--- Belge metni ---
“Zira kudret, mutlak kudrete; zafer zaferin kötüye kullanılmasına  götürür ve bu fatihlerin tümü kişisel hayalleriyle çok sayıda insanı kendileri için yaşamaya ve hatta ölmeye seve seve razı olacak biçimde büyülemiş olmakla yetinmeyip………tarafsız kalanlara da kendi dogmalarını dayatma hırsına kapılırlar; kendilerine boyun eğenler, uyduları, ruhsal köleleri, her zaman her hareketinin peşine takılanlar asla yetmez onlara. Hayır, özgür olanlara, bağımsız kalmış az sayıda kişiye de dogmalarını tek geçerli gerçek olarak kabul ettirerek onları da kendisine övgüler düzen kişiler ve köleler olarak görmek isterler, Her farklı düşünceyi devlete karşı suç olarak damgalarlar. Dini ve siyasi ideolojinin diktatörlüğe dönüştüğü her sefer tiranlık biçiminde yozlaşma laneti yeniden tekrarlanır…..” ( Stefan Zweig, Vicdan Zorbalığa Karşı)
--- Kayıt listesi ---
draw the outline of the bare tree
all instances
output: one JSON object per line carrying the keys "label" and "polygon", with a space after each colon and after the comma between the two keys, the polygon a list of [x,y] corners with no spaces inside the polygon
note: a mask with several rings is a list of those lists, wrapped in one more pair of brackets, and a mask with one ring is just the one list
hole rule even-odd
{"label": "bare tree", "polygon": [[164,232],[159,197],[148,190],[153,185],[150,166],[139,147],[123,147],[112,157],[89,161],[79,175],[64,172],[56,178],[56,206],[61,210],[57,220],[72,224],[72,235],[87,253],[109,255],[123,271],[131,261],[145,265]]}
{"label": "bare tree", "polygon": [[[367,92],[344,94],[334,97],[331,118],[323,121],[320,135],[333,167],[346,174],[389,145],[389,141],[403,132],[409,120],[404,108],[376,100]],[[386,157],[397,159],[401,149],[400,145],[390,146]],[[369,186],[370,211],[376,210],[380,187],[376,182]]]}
---
--- Kayıt listesi ---
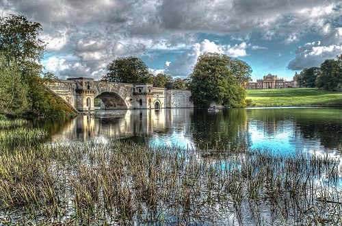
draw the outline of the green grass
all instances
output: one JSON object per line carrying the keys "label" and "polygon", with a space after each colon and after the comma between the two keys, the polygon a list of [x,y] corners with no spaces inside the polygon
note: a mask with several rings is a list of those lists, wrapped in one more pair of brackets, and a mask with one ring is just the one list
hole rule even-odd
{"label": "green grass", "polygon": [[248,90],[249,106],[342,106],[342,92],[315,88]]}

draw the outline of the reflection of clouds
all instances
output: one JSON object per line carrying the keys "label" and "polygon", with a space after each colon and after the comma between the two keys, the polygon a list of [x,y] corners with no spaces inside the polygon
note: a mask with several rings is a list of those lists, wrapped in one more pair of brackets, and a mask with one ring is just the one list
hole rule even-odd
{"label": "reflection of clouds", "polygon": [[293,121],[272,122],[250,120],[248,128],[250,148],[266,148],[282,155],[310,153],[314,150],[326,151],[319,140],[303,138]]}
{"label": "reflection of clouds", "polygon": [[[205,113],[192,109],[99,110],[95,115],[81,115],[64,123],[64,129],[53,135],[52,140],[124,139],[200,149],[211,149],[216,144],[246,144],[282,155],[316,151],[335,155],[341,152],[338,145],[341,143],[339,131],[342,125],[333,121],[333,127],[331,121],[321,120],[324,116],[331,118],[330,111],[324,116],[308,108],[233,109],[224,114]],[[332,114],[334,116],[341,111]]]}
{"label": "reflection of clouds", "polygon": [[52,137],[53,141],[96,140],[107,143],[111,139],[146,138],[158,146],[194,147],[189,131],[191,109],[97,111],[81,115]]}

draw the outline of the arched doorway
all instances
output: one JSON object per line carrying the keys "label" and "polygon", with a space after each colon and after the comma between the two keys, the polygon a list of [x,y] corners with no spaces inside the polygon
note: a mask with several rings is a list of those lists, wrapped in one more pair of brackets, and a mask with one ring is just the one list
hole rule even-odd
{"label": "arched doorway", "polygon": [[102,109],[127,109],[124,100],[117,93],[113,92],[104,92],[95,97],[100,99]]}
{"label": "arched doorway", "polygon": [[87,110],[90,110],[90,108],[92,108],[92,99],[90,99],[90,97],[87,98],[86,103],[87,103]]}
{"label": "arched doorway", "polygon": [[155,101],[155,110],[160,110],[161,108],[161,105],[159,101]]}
---
**Aşağıdakileri tamamlayın:**
1. Alıntıya göre fatihler her farklı düşünceyi ne olarak damgalar?
2. Satırlardan "doorway" dizesini içerenlerin hepsini seçin.

**Alıştırma cevapları:**
1. Devlete karşı suç olarak.

2.
draw the outline of the arched doorway
{"label": "arched doorway", "polygon": [[102,109],[127,109],[124,100],[117,93],[113,92],[104,92],[95,97],[100,99]]}
{"label": "arched doorway", "polygon": [[87,110],[90,110],[90,108],[92,108],[92,99],[90,99],[90,97],[87,98],[86,103],[87,103]]}
{"label": "arched doorway", "polygon": [[155,101],[155,110],[160,110],[161,108],[161,105],[159,101]]}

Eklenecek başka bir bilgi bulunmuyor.